** start The records **
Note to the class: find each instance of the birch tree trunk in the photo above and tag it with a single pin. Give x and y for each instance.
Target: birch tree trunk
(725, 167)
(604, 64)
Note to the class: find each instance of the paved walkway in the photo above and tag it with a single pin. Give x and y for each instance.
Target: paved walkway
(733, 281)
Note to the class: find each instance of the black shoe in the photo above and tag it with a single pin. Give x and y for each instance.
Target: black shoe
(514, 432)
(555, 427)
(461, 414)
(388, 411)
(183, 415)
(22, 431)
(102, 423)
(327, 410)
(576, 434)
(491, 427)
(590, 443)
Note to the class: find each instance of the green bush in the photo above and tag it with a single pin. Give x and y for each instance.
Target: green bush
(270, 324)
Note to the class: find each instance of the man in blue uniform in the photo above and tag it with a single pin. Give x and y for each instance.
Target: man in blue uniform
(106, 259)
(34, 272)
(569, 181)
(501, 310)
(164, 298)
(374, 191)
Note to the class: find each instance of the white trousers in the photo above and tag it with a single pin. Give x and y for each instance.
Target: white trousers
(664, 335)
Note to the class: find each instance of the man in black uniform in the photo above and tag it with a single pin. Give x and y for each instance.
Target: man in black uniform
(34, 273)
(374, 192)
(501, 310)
** end The records **
** start The records **
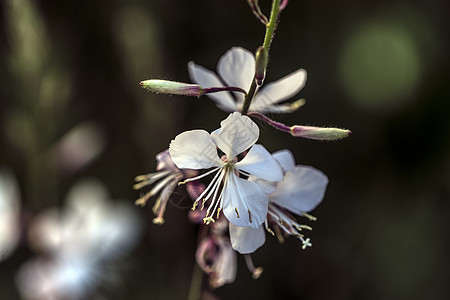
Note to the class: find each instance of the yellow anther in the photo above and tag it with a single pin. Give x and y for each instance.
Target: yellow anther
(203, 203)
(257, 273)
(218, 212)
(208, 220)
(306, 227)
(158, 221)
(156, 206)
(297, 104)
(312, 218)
** end The records **
Find each line in the data above that contains the word "Note", and copy those lines out in full.

=== Response ===
Note to the class: find each instance of the birch tree trunk in the photo above and tag it with a single pin. Give x and y for each instance.
Note to the class: find each instance of the paved walkway in the photo above and tag it with a single pin. Give x and y for each instance.
Note to the class: find each instance of the black shoe in the photo above and tag it with a single pin. Give x and y for each instance.
Note to the class: find each instance of the green bush in the photo above and tag it with a single pin. Give x and y for each instance.
Note to the class: find each instance of the man in blue uniform in the photo above and tag it with a single pin. Give x and y for each instance.
Note to the class: find each instance of the white trousers in the photo above and tag it with a single pin. Give x and y for each instance.
Note to the class: find each instance of the man in black uniform in the photo above and tag it with a single pin. Give x and y for each instance.
Note to the class: find each instance of the yellow anther in the photo above and tag it with a single pin. Give x and y for each instance.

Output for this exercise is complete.